STORED RECORDS:
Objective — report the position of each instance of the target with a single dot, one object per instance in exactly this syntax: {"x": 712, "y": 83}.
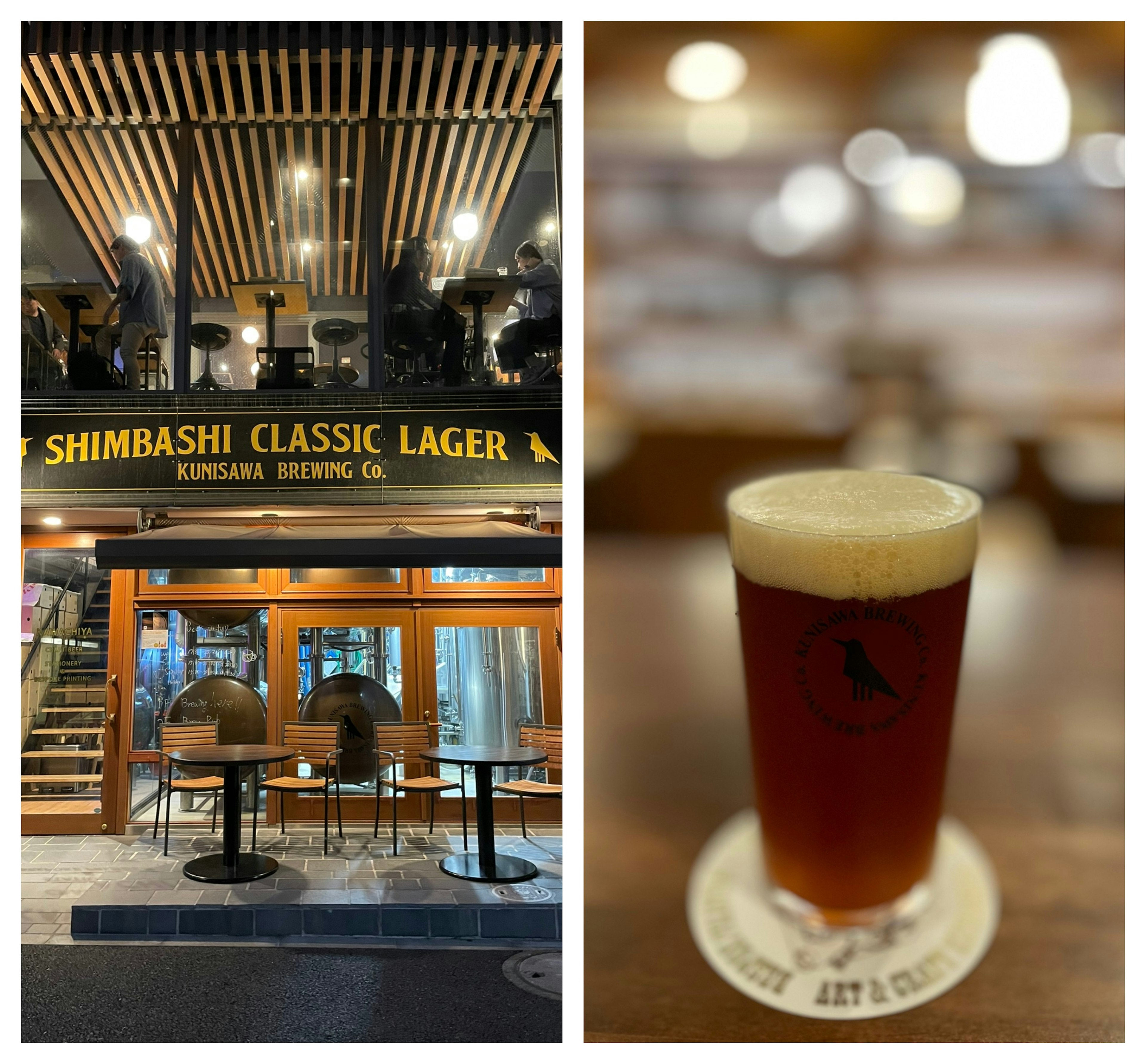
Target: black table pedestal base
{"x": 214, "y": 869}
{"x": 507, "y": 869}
...
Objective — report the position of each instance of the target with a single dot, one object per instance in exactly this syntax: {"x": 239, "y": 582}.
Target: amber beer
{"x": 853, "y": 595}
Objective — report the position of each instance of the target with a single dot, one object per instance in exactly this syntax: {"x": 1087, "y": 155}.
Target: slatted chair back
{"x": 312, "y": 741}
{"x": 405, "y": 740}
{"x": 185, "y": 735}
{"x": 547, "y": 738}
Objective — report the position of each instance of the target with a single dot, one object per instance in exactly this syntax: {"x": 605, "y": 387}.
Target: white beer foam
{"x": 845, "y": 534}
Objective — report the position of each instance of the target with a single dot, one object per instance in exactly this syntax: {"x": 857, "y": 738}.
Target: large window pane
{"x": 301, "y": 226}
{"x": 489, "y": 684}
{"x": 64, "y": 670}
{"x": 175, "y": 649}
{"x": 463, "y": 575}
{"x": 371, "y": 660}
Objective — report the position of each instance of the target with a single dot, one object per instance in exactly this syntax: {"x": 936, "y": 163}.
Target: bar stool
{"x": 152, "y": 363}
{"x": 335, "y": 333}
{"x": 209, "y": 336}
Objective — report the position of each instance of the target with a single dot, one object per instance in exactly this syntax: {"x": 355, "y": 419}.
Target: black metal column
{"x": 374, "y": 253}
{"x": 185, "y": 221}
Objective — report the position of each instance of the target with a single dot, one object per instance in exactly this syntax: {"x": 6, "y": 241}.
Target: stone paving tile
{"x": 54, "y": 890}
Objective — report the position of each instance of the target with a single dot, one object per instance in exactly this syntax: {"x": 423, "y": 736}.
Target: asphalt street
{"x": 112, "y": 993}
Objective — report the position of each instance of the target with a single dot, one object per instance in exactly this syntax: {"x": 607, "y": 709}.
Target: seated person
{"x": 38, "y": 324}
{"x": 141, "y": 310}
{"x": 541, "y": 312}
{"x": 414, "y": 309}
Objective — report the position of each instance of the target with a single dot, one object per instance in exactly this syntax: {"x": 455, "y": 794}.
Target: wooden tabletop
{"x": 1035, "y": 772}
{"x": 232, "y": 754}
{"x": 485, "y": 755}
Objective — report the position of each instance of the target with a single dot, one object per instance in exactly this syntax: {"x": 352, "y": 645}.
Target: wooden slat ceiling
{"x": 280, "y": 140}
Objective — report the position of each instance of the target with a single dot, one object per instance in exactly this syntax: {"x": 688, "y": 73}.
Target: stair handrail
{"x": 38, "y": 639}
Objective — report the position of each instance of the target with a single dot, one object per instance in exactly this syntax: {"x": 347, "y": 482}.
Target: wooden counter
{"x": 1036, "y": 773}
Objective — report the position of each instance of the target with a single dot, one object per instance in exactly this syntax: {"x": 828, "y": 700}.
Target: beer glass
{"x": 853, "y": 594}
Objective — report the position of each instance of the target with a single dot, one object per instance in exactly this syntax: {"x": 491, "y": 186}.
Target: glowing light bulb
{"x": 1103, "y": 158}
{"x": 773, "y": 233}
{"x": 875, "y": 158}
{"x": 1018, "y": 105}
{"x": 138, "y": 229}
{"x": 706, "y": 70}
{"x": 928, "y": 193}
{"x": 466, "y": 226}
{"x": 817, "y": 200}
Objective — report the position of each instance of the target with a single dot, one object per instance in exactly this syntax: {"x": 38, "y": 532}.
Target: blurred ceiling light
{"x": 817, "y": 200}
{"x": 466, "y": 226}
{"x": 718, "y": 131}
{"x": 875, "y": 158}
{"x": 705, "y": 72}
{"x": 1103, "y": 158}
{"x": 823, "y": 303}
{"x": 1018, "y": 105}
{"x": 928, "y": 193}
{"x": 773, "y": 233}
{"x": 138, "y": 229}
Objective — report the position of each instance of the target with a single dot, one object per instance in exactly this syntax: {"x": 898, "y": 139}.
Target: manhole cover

EXERCISE:
Return every line of the records above that contains the word "beer", treating case as significant.

COMPLETED EXERCISE:
Target: amber beer
Target: white beer foam
Target: beer glass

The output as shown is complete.